WRITTEN EXERCISE - Recast the entries below as a JSON list of strings, one string per line, leaving out any blank lines.

RECORDS FOR THE EXERCISE -
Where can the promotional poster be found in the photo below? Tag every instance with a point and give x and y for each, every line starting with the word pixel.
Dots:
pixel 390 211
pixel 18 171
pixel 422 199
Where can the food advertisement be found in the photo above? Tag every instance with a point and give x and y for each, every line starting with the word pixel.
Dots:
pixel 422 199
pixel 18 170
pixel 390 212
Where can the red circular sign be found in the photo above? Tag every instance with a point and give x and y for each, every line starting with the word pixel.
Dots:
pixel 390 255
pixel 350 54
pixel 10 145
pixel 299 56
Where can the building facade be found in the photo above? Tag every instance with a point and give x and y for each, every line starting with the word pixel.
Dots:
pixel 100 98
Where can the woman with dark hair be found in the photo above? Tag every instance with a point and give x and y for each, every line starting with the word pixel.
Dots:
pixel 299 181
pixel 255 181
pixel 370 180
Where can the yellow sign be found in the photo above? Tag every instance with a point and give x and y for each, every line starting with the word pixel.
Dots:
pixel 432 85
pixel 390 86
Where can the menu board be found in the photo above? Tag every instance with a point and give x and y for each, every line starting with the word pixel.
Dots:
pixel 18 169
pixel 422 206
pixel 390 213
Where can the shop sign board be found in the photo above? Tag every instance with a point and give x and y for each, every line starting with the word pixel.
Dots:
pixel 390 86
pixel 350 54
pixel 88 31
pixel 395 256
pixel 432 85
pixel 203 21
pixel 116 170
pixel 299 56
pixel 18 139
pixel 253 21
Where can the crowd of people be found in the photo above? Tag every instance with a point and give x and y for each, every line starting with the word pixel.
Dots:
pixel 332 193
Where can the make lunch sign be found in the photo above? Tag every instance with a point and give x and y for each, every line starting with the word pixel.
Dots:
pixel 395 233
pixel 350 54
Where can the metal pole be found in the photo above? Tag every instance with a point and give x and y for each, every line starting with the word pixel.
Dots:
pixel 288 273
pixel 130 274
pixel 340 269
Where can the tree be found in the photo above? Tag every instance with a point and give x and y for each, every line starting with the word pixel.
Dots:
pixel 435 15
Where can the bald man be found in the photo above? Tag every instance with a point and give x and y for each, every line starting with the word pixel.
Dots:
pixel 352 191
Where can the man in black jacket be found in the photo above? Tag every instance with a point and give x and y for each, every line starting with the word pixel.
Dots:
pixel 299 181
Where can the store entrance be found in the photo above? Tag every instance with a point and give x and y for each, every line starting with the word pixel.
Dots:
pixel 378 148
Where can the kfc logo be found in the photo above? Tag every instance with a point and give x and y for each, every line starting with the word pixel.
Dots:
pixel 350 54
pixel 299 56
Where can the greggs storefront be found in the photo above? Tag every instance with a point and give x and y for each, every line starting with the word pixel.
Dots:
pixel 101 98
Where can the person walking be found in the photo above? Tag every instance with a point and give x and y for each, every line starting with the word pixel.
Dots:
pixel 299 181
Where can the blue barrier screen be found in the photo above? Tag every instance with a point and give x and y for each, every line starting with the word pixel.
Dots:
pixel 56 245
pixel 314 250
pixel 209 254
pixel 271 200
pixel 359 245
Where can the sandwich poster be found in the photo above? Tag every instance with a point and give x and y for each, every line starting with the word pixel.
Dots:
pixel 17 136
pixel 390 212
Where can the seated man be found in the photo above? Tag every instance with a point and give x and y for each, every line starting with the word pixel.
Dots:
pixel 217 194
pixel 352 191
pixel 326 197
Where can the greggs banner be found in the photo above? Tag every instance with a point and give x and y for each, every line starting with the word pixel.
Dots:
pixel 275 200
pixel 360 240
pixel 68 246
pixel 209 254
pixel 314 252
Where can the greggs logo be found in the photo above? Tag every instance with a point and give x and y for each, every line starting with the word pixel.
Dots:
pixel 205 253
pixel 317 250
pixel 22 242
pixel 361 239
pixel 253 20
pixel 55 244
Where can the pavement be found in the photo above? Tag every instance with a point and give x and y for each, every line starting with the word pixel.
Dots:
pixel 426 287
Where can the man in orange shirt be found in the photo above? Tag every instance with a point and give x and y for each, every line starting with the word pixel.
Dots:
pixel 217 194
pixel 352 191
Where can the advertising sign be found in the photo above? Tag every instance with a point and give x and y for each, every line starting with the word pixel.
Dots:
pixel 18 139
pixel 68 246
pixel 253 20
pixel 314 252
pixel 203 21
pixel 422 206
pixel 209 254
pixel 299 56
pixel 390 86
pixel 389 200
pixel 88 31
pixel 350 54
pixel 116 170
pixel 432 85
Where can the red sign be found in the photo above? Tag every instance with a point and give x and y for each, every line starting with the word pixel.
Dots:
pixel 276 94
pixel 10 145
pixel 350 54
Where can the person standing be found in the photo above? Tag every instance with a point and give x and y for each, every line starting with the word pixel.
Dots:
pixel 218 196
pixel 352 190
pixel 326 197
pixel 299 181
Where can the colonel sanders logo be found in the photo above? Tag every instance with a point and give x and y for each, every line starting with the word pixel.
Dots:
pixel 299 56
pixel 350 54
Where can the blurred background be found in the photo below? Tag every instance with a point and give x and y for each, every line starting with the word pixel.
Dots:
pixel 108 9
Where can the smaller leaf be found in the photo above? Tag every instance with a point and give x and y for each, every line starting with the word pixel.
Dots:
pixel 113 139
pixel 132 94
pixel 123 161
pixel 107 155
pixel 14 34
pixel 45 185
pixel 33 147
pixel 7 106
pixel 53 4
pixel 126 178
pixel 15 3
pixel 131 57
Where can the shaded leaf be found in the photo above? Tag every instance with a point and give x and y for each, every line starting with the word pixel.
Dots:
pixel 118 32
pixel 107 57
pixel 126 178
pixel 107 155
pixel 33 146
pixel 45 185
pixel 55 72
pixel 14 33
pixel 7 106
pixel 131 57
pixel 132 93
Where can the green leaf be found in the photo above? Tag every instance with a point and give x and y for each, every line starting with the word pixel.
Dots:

RESPONSE BELOW -
[
  "Where can the promotional poster be found in the photo below? Tag every instance with a point and give x and y for each, every line starting with the word pixel.",
  "Dots:",
  "pixel 390 211",
  "pixel 18 171",
  "pixel 422 199",
  "Where can the food advertisement be found in the photo above? Tag every instance with a point and give x and y for each, every line starting with the word pixel.",
  "Dots:",
  "pixel 422 199",
  "pixel 18 170",
  "pixel 390 212",
  "Where can the red circular sign be found in the photo above? Tag every instance with a point and give x and y for each, every line starting with the word pixel.",
  "Dots:",
  "pixel 390 255",
  "pixel 350 54",
  "pixel 10 145",
  "pixel 299 56",
  "Where can the building facade be found in the photo above? Tag every instance with a point and give x and y for each, every line starting with the word pixel.",
  "Dots:",
  "pixel 100 98",
  "Where can the woman with dark hair be found in the photo above? Tag every instance with a point and give x and y for each, every line starting with the word pixel.",
  "Dots:",
  "pixel 299 181",
  "pixel 255 181",
  "pixel 370 180",
  "Where can the yellow sign be found in the photo above? Tag every instance with a point and give x and y for each, every line starting with the word pixel.",
  "Dots:",
  "pixel 432 85",
  "pixel 390 86",
  "Where can the menu board be found in the photo above? Tag every instance with a point and give x and y for each, every line starting with the word pixel.",
  "Dots:",
  "pixel 18 169",
  "pixel 422 206",
  "pixel 390 213",
  "Where can the shop sign board be found in the photo above? Tag every instance with a point and give x and y for each, every line starting with the word pixel.",
  "Dots:",
  "pixel 390 86",
  "pixel 350 54",
  "pixel 88 31",
  "pixel 395 256",
  "pixel 432 85",
  "pixel 203 21",
  "pixel 116 170",
  "pixel 299 56",
  "pixel 18 139",
  "pixel 253 21",
  "Where can the crowd of people be found in the photo above? Tag every instance with a point and give x and y for each, every line starting with the word pixel.",
  "Dots:",
  "pixel 332 193",
  "Where can the make lunch sign be found in the photo above? Tag every instance with a point and give x and y for each, every line starting with the word pixel.",
  "Dots:",
  "pixel 395 233",
  "pixel 350 54",
  "Where can the metal pole be found in the photo above? Tag every instance with a point and give x and y for each, every line starting with the word pixel.",
  "Dots:",
  "pixel 288 273",
  "pixel 130 274",
  "pixel 340 269",
  "Where can the tree be found in the photo above? Tag every instance with a point and give x and y for each, every line starting with the word pixel.",
  "Dots:",
  "pixel 435 15",
  "Where can the bald man be found in the photo above? Tag every instance with a point and give x and y for each, every line starting with the word pixel.",
  "Dots:",
  "pixel 352 191",
  "Where can the man in black jacket be found in the photo above? Tag every instance with a point and give x and y for each, every line starting with the word pixel.",
  "Dots:",
  "pixel 299 181",
  "Where can the store entrance be found in the photo above? Tag every instance with a point and give x and y for each, every line starting with the word pixel.",
  "Dots:",
  "pixel 378 148",
  "Where can the kfc logo be found in the photo above? Tag every instance with a point and give x and y for each, every line starting with the word pixel.",
  "Dots:",
  "pixel 350 54",
  "pixel 299 56",
  "Where can the greggs storefront be found in the photo above? Tag every instance with a point and give x and y for each, every line starting with the word pixel.",
  "Dots:",
  "pixel 101 98",
  "Where can the person walking be found in the photo above? Tag every instance with a point and give x and y for each, every line starting with the word pixel.",
  "Dots:",
  "pixel 299 181",
  "Where can the blue barrier screen be found in the photo above? Tag every instance with a point and give x and y for each, every line starting with the word pixel.",
  "Dots:",
  "pixel 56 245",
  "pixel 314 250",
  "pixel 209 254",
  "pixel 271 200",
  "pixel 359 245",
  "Where can the sandwich poster be found in the photo above? Tag every instance with a point and give x and y for each, every line starting with the word pixel.",
  "Dots:",
  "pixel 17 136",
  "pixel 390 212",
  "Where can the seated man be found in the photo above? Tag every instance with a point and give x and y for each, every line starting with the word pixel.",
  "Dots:",
  "pixel 217 194",
  "pixel 352 191",
  "pixel 326 197",
  "Where can the greggs banner be found in the photo above? Tag every instance with a point and give x and y for each, every line starting with the word pixel.",
  "Dots:",
  "pixel 275 200",
  "pixel 360 240",
  "pixel 68 246",
  "pixel 209 254",
  "pixel 314 252",
  "Where can the greggs logo be found in the photo above? Tag every instance with a point and give x and y for each, every line starting with the word pixel.",
  "Dots:",
  "pixel 205 253",
  "pixel 317 250",
  "pixel 22 242",
  "pixel 361 239",
  "pixel 253 20",
  "pixel 55 244",
  "Where can the pavement be found in the photo above? Tag every instance with a point and give x and y for each, every line starting with the word pixel.",
  "Dots:",
  "pixel 426 287",
  "Where can the man in orange shirt be found in the photo above? Tag every instance with a point and give x and y for each, every line starting with the word pixel.",
  "Dots:",
  "pixel 217 194",
  "pixel 352 191",
  "Where can the advertising sign be found in the photo above? Tag every instance with a point and give x and y for each, every line starting with the word pixel.",
  "Dots:",
  "pixel 18 139",
  "pixel 68 246",
  "pixel 253 20",
  "pixel 314 252",
  "pixel 203 21",
  "pixel 422 206",
  "pixel 209 254",
  "pixel 299 56",
  "pixel 390 86",
  "pixel 389 200",
  "pixel 88 31",
  "pixel 350 54",
  "pixel 116 170",
  "pixel 432 85",
  "Where can the red sign be found in the photo above? Tag every instance with a point and give x and y for each, every line starting with the word pixel.",
  "Dots:",
  "pixel 276 94",
  "pixel 10 145",
  "pixel 350 54",
  "Where can the person standing be found in the photo above? Tag every instance with a point and give x and y for each, every line starting with the word pixel.",
  "Dots:",
  "pixel 218 196",
  "pixel 352 190",
  "pixel 326 197",
  "pixel 299 181",
  "Where can the colonel sanders logo be found in the photo above? Tag every instance with a point and give x and y for each, every line starting with the word pixel.",
  "Dots:",
  "pixel 299 56",
  "pixel 350 54",
  "Where can the blurred background be found in the photo below? Tag every instance with a point and give x and y for each, every line starting with the word pixel.",
  "Dots:",
  "pixel 108 9",
  "Where can the smaller leaf be found in the photo above? Tag every instance with a point and give x and y for each, every line starting with the word pixel.",
  "Dots:",
  "pixel 113 139",
  "pixel 132 94",
  "pixel 123 161",
  "pixel 107 155",
  "pixel 14 34",
  "pixel 45 185",
  "pixel 33 147",
  "pixel 7 106",
  "pixel 53 4",
  "pixel 126 178",
  "pixel 15 3",
  "pixel 131 57",
  "Where can the shaded leaf be found in the photo above? Tag every instance with a point and give x and y for each, every line starting with the word pixel.",
  "Dots:",
  "pixel 118 32",
  "pixel 107 57",
  "pixel 126 178",
  "pixel 107 155",
  "pixel 33 146",
  "pixel 45 185",
  "pixel 55 72",
  "pixel 14 33",
  "pixel 7 106",
  "pixel 131 57",
  "pixel 132 93",
  "Where can the green leaf be found in the photo above? Tag every instance with a point and give x and y for each, every line starting with the word pixel.",
  "Dots:"
]